TASK REQUIREMENTS: Restate each of the lines below word for word and drop every picture.
- Opening Delimiter -
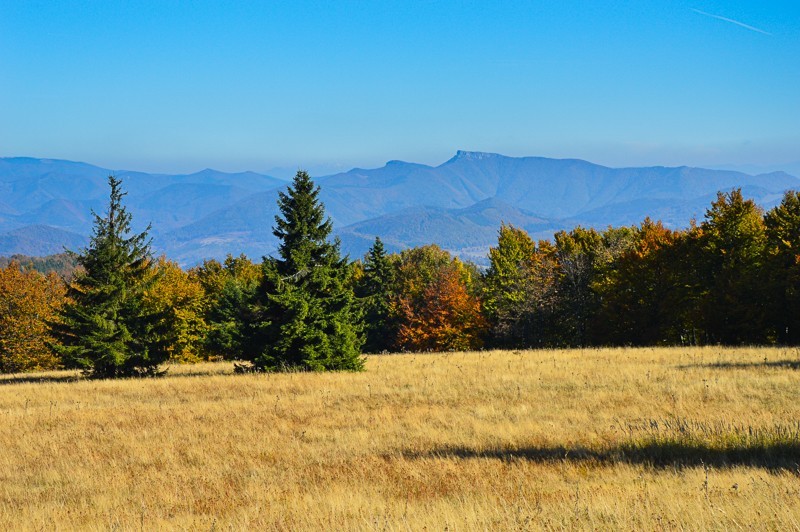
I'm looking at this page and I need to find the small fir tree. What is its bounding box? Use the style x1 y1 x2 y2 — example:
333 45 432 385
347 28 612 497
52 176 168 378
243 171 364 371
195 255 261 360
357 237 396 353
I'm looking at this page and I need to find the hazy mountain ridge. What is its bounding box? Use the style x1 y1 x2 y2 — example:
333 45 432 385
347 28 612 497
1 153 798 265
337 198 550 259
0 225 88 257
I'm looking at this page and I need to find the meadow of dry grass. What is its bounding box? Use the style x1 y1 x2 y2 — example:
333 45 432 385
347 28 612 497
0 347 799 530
- Closing Delimiter -
SOLUTION BELOW:
I'm looking at this page and I need to find the small fir tree. What is its bounding box? Use the style x1 y1 x2 y2 — example:
333 45 432 385
347 28 612 497
52 176 168 378
243 171 364 371
195 255 261 360
357 237 396 353
I'm looking at this page and I need to find the hazy mountain ridge. What is its bounding box? Use the style x1 y1 x2 y2 — example:
333 45 432 385
347 28 612 497
1 153 798 265
337 198 550 259
0 225 88 257
I'm looking at this page and I need to find the meadow of dry grass. What is its bounding box? Use the style x1 y1 x2 y2 — example:
333 45 432 385
347 28 612 497
0 347 799 530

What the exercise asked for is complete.